----- Listed records

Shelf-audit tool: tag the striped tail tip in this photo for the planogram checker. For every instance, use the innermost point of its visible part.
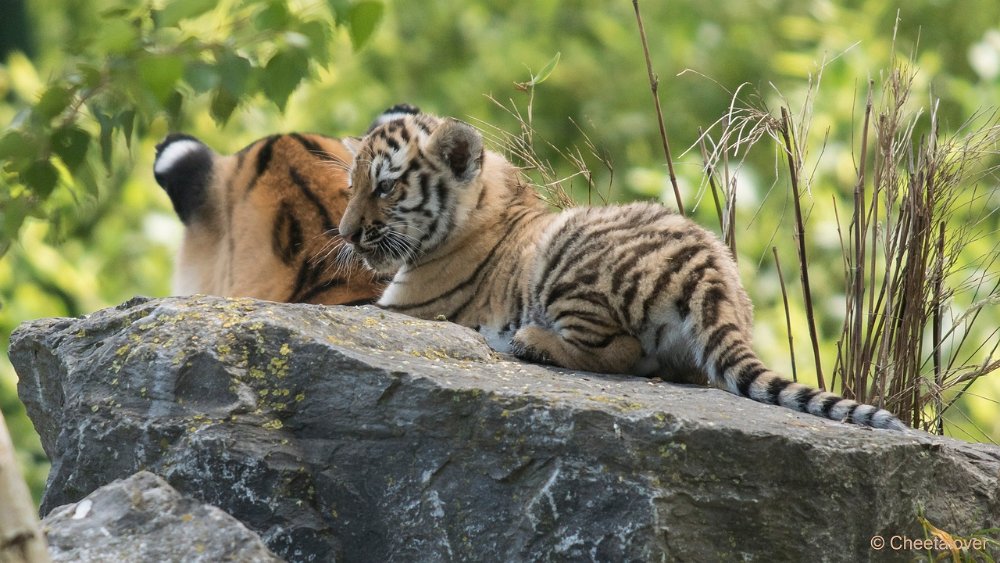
(776, 390)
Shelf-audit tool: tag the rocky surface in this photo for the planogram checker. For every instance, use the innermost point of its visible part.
(356, 434)
(142, 518)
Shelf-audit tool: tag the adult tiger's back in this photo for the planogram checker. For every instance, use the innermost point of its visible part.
(263, 222)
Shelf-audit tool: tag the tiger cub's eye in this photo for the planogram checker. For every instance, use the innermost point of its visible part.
(384, 188)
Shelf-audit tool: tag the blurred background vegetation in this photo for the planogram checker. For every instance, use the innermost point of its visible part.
(87, 87)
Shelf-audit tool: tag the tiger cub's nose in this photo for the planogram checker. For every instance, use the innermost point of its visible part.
(352, 237)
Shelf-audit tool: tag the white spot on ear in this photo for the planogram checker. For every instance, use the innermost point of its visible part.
(174, 152)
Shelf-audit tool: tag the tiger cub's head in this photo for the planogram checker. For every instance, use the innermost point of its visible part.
(263, 222)
(414, 182)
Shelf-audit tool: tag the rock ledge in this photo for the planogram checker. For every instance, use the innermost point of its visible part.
(357, 434)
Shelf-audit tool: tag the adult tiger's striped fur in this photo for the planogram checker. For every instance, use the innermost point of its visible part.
(263, 222)
(625, 289)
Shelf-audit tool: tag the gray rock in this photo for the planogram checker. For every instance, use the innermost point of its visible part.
(142, 518)
(363, 435)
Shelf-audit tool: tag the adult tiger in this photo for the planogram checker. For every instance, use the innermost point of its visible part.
(263, 222)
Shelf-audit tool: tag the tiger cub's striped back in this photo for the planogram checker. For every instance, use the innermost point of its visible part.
(622, 289)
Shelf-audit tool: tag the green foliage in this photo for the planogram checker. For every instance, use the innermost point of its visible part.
(84, 226)
(139, 65)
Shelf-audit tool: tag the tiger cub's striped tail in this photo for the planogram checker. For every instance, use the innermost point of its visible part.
(741, 372)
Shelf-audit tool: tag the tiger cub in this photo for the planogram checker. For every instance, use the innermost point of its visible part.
(263, 222)
(631, 289)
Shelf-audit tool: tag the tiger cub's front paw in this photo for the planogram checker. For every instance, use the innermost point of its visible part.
(527, 345)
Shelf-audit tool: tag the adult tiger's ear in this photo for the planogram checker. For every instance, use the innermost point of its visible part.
(352, 144)
(184, 168)
(459, 146)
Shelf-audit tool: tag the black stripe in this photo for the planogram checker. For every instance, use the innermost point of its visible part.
(303, 278)
(628, 262)
(311, 146)
(303, 186)
(357, 302)
(286, 234)
(734, 357)
(319, 288)
(710, 302)
(581, 342)
(775, 388)
(391, 141)
(462, 285)
(715, 339)
(263, 161)
(746, 377)
(803, 397)
(829, 403)
(683, 302)
(676, 262)
(850, 412)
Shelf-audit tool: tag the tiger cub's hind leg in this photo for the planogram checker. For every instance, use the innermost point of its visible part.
(616, 353)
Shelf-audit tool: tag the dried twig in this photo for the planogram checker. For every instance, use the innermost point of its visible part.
(800, 239)
(654, 84)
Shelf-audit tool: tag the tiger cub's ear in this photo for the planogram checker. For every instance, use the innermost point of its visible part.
(459, 146)
(352, 144)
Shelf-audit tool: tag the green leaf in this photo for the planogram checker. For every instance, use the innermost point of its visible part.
(41, 177)
(223, 105)
(117, 37)
(126, 120)
(233, 73)
(274, 17)
(339, 9)
(71, 144)
(177, 10)
(16, 146)
(55, 99)
(282, 75)
(107, 129)
(159, 74)
(201, 76)
(363, 18)
(318, 34)
(546, 70)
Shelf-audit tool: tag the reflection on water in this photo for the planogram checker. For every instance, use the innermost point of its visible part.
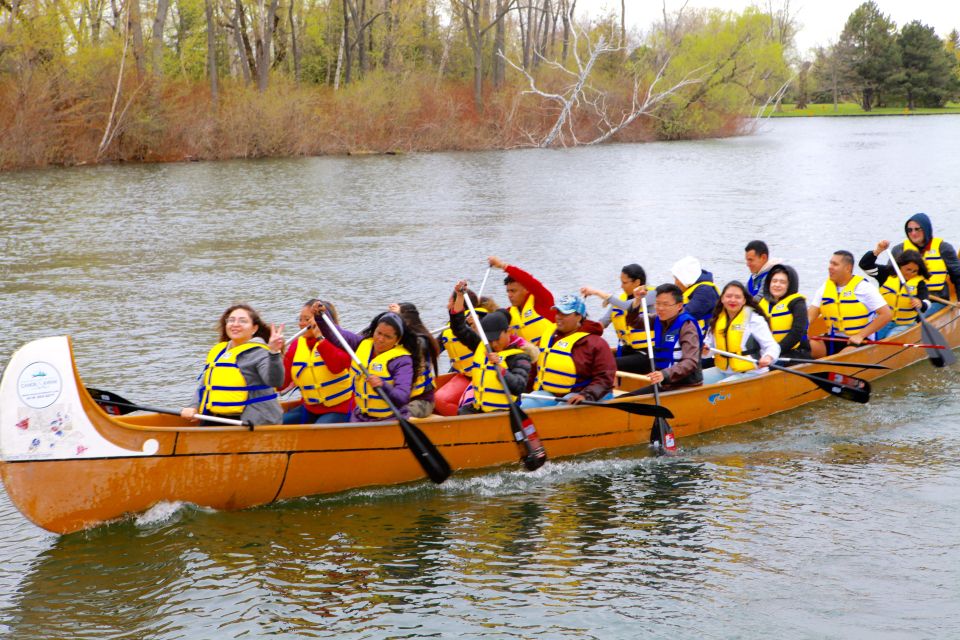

----------

Task details
Could the lines above be copied out exactly, with no image carried over?

Answer space
Shelf-audit tool: tag the striped tail tip in this photo for the planogram checker. For every instance, use the innermost point of its visible part.
(776, 390)
Shelf-audit tool: tag the rocky surface in this photo for the planogram checker. For every instance, use the innermost point of its visible part.
(356, 434)
(142, 518)
Shelf-audit tool: tag the adult tiger's back in this photo for the planogram checker. For every instance, use the innermost point of its visible part.
(263, 222)
Shelf-audit tool: tag the tiger cub's eye in this photo for the planogram checker. For every instance, use the innermost point of its visible part.
(384, 188)
Shelf-audit tool: tag the blurred background vegetation in this photo for the planogram checker. For every instance, use the innermost point of its visible part.
(87, 87)
Shelf-audit tool: tag the tiger cub's nose in this photo for the planogram checker. For every instance, use the innermost point of its visible part.
(352, 237)
Shelf-audit tool: tag the white spot on ear in this photo for the planogram checker. For every instance, use the innermost point of its visible part.
(174, 152)
Shelf-audit tool: tag the tiger cub's head in this photo for the planogram checker. For every instance, use the innermost point of its visible part.
(263, 222)
(414, 182)
Shelf-audit tool: tag the rock ledge in this photo for the planogram checker. For every instance, use the innermost point of its visible part.
(357, 434)
Shelf-audit tool: tag the adult tiger's striped fur in this photo for the planogram checker. For every instance, use the innermost point of its visible part.
(263, 222)
(625, 289)
Shelf-audit tool: tag the gray rock in this photo for the planogram checker. For every instance, use the innermost point of its visible part.
(142, 518)
(363, 435)
Shelf-audit tool: tag the adult tiger in this photo for the planogram checker. For every instance, use the innermost point of its visible part.
(263, 222)
Shelf-audit tool: tag the tiger cub's striped back in this photo for the planogram checker. For every instance, use the innermost point of its visible part.
(622, 289)
Shelf-audit tool: tag the green foliage in this photo for the planogram checker. For every instance, use the innermost point of its visible part.
(84, 226)
(139, 65)
Shelf-audit tool: tag the tiger cub's striped tail in this photo for the planogram checker. For every instance, use the innermost point of its visible part.
(741, 372)
Shelf-audit tool: tag the tiger cub in this photo for the planogram checker. For every instance, use the innermost point of its visible part.
(263, 222)
(631, 289)
Shelf-audit tool: tag the tiger cub's front paw in this photo for the planogram checker. For every instance, use the innermost point of its visible part.
(527, 345)
Shelf-audit tool: tag the adult tiger's ear in this photo for the planogram checker. For every instance, use the innermost point of its visible part.
(352, 144)
(184, 168)
(459, 146)
Shelf-audit tool: tag the black stripe in this photo for the planogram checker. For every instance, use the innermost point of its visible part.
(303, 278)
(628, 262)
(311, 146)
(303, 186)
(357, 302)
(286, 234)
(734, 357)
(319, 288)
(710, 302)
(581, 342)
(775, 388)
(391, 141)
(462, 285)
(715, 339)
(263, 161)
(746, 377)
(803, 397)
(829, 403)
(683, 302)
(676, 262)
(850, 412)
Shelf-audit tool: tag the tiger cub's hind leg in this photo for the planogram checker. For every instance, use the innermost point of its visible part.
(616, 353)
Shelf-audit tool: tag the dried twig in this photo for the planogram checker. For every instance, use the innermost point of its visible part.
(800, 239)
(654, 84)
Shelf-audit tool: tag the tiger cub's ear in this photo for the planogram checker. For every instance, use the innermost point of its visible part.
(459, 146)
(352, 144)
Shelf-audit tool: tag the green leaf in this photo for the planogram checker. For every instance, use the innermost point of its visible part.
(41, 177)
(223, 105)
(117, 37)
(126, 120)
(233, 73)
(274, 17)
(339, 9)
(71, 144)
(177, 10)
(16, 146)
(55, 99)
(282, 75)
(107, 129)
(159, 74)
(201, 76)
(363, 18)
(318, 34)
(546, 70)
Shelf-audit tool: tag the reflection on water in this photo for the planogram checker. For every instance, use the innermost point of its visible part.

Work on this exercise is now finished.